START SOURCE EXTRACT

Coincidentally, I recently used just the kind of strategy Chris is talking about in a project for my research methods class. We are evaluating the new DUI Court in Troup County. Such courts are exemplars of what Henderson, et al., called diagnostic adjudication and we have plenty of data about the probationers themselves. Problem = we have counterfactual difficulties: the defendants we could look at from the old court system had no exposure to the DUI Court and (drat!) nowhere near enough of the DUI Court defendants were carryovers from the old system. We had to predict how likely our DUI Court defendants would have been to recidivate if they hadn't been in DUI Court. Which, unfortunately for us, they had been.

END SOURCE EXTRACT

QUESTIONS TO ANSWER:
(1) From the DUI Court passage, extract the stretch from "Coincidentally, I recently" through "they had been." word for word.
(2) Continue the passage about evaluating the Troup County DUI Court, picking up right after its last sentence.

START RECORDS SHOWN

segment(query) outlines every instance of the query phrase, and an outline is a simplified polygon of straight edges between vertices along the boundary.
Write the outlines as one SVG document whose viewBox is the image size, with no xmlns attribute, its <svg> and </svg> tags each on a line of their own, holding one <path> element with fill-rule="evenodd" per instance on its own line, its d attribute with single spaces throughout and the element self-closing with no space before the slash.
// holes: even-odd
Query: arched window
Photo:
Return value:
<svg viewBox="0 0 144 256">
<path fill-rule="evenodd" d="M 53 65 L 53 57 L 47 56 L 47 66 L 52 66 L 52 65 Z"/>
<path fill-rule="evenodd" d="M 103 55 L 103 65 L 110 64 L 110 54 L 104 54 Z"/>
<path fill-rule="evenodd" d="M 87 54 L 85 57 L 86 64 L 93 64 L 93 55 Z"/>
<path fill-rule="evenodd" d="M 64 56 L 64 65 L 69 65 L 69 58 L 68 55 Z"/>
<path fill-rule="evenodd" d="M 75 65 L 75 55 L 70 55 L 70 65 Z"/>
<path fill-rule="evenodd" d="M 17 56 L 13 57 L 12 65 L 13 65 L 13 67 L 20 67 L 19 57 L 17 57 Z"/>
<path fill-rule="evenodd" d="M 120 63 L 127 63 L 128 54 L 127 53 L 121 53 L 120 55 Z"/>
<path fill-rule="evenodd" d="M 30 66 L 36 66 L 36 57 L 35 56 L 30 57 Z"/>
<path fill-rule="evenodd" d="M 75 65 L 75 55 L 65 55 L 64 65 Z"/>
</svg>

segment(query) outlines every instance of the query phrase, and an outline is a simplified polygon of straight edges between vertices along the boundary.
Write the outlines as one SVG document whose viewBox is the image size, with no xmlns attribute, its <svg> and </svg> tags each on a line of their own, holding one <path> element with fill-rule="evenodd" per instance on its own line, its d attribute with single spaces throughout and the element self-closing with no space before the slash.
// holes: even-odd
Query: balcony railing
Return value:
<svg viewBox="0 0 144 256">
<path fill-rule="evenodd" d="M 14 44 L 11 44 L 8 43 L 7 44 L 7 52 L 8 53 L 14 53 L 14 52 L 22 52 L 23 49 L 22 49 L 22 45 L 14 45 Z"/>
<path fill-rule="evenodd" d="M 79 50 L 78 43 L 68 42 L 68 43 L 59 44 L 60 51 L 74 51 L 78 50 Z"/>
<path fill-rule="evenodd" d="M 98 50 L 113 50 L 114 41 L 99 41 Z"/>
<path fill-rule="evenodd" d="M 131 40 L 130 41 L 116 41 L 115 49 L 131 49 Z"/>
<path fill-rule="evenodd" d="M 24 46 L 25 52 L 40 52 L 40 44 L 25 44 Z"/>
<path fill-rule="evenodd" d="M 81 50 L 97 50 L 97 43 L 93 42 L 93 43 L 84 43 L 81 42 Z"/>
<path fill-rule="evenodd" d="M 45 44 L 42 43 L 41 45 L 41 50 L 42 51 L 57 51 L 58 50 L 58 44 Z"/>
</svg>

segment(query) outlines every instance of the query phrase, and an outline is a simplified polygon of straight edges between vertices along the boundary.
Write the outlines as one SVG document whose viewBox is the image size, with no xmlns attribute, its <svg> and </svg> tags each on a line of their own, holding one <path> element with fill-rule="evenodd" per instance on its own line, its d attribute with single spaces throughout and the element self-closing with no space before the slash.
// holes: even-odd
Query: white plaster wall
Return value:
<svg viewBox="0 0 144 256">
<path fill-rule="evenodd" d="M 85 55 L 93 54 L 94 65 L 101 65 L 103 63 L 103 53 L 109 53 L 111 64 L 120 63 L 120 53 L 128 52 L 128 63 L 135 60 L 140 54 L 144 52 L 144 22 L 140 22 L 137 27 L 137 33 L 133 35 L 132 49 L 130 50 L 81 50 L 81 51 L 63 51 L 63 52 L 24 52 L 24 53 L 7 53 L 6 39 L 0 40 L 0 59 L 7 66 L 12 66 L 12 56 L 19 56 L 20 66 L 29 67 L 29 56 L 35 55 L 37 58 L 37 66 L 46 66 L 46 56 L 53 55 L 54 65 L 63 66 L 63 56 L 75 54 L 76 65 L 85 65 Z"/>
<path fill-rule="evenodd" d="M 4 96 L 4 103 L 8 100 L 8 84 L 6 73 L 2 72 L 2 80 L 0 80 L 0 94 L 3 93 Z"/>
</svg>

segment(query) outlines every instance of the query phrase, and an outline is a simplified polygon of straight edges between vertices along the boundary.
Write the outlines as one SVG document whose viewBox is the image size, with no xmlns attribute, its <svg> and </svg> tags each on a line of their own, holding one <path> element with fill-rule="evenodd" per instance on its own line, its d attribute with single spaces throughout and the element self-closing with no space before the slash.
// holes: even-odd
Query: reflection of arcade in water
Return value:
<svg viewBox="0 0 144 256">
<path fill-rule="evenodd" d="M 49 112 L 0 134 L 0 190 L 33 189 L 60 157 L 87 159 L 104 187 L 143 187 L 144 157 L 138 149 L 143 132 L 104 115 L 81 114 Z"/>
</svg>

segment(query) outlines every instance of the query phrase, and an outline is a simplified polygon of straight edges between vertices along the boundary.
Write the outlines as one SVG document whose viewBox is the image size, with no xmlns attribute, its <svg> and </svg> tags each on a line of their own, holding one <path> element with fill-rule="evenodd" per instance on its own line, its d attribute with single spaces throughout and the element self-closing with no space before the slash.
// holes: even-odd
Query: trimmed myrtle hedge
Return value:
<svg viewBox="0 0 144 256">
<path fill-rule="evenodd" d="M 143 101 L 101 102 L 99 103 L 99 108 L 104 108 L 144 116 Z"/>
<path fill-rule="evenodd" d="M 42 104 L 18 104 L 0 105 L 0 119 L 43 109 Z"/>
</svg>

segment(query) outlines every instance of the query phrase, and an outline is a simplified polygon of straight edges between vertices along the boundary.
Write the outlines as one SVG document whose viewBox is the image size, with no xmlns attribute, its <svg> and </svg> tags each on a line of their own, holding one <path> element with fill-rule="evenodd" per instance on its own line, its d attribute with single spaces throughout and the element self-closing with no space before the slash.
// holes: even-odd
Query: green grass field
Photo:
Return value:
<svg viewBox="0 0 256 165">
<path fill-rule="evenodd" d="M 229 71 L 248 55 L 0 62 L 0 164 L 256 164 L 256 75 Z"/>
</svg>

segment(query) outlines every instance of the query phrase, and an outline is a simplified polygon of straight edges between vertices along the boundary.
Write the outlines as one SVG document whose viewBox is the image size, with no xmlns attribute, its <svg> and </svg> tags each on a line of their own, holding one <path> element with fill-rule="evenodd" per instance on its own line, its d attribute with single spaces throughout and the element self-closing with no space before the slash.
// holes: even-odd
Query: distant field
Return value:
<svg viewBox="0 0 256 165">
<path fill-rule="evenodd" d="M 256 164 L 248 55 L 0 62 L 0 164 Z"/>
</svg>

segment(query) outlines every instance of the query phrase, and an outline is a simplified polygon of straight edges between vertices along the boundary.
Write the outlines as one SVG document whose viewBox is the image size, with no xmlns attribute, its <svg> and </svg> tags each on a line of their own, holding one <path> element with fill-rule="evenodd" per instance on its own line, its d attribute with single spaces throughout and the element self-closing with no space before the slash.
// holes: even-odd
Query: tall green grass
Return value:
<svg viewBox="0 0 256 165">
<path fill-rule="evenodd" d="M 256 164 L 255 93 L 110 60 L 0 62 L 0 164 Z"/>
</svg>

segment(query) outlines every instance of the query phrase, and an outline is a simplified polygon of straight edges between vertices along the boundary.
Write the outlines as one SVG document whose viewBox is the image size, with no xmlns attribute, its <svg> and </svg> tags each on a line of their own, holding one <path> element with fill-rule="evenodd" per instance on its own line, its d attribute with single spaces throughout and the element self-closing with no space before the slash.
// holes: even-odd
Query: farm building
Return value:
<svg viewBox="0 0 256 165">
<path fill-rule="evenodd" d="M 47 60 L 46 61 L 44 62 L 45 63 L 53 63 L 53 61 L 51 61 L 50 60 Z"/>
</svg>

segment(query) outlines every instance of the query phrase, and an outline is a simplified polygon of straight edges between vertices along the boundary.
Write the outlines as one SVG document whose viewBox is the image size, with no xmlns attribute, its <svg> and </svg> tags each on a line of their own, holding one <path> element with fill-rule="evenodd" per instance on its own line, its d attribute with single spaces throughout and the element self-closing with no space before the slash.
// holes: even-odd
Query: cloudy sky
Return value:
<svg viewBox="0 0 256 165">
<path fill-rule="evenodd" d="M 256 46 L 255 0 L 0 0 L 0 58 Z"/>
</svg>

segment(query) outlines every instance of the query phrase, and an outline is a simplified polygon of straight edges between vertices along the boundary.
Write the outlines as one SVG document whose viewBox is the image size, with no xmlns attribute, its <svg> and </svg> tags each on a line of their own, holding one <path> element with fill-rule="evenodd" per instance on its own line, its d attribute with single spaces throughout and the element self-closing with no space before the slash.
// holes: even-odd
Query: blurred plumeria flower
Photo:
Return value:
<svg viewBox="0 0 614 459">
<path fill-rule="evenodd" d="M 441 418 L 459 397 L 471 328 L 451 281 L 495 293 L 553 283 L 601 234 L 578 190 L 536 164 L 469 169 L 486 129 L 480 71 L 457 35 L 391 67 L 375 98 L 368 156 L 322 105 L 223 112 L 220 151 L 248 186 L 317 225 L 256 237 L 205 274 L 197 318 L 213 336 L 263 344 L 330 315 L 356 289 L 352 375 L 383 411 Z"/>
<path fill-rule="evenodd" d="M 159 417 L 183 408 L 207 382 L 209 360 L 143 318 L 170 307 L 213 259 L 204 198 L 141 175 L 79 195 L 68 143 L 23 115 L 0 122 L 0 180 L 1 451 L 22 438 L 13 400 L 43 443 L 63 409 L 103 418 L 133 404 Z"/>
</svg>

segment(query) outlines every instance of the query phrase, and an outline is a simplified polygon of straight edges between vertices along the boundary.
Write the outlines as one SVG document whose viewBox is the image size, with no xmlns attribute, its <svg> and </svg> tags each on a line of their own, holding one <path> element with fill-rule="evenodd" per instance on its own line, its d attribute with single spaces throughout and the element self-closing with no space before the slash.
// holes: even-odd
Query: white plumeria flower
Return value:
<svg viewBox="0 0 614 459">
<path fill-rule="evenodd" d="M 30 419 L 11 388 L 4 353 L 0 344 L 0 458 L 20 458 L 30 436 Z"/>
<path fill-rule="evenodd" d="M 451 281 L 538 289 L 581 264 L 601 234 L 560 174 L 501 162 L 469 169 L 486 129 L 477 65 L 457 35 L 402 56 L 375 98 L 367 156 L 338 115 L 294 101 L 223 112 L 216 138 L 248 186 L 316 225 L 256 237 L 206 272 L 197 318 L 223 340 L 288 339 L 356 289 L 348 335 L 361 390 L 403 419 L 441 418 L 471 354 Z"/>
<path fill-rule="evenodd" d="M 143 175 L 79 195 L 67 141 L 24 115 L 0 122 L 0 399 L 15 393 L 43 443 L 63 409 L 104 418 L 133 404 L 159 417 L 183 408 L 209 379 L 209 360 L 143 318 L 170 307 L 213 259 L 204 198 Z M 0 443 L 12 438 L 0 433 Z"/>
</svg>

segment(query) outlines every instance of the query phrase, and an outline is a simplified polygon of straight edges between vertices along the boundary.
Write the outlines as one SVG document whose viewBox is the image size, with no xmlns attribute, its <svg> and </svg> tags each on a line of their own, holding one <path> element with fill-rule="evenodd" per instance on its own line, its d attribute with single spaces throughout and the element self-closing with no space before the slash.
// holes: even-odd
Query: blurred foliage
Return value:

END RECORDS SHOWN

ANSWERS GIVEN:
(1)
Coincidentally, I recently used just the kind of strategy Chris is talking about in a project for my research methods class. We are evaluating the new DUI Court in Troup County. Such courts are exemplars of what Henderson, et al., called diagnostic adjudication and we have plenty of data about the probationers themselves. Problem = we have counterfactual difficulties: the defendants we could look at from the old court system had no exposure to the DUI Court and (drat!) nowhere near enough of the DUI Court defendants were carryovers from the old system. We had to predict how likely our DUI Court defendants would have been to recidivate if they hadn't been in DUI Court. Which, unfortunately for us, they had been.

(2)
We matched the State Court defendants from before with the DUI Court defendants today using MatchIt and simulated the counterfactual using the logit routines in Zelig. (Well, to be more exact, I did that, but the students actually understood what was going on and followed me when I demonstrated.) Chris is right: it couldn't have been easier from a computational standpoint. The real problem was the students putting together a description of what happened in prose our clients (and the students, of course) could understand. Our final report will be pretty much what they asked for and at virtually no cost to the court.

So, if any of you are apprehensive about the matching processes Chris is talking about, don't be. Just learn a little R (the really hard part; I/O can be tricky) and get to it.

MH

Chris: Excellent post. And great idea to link to actual code.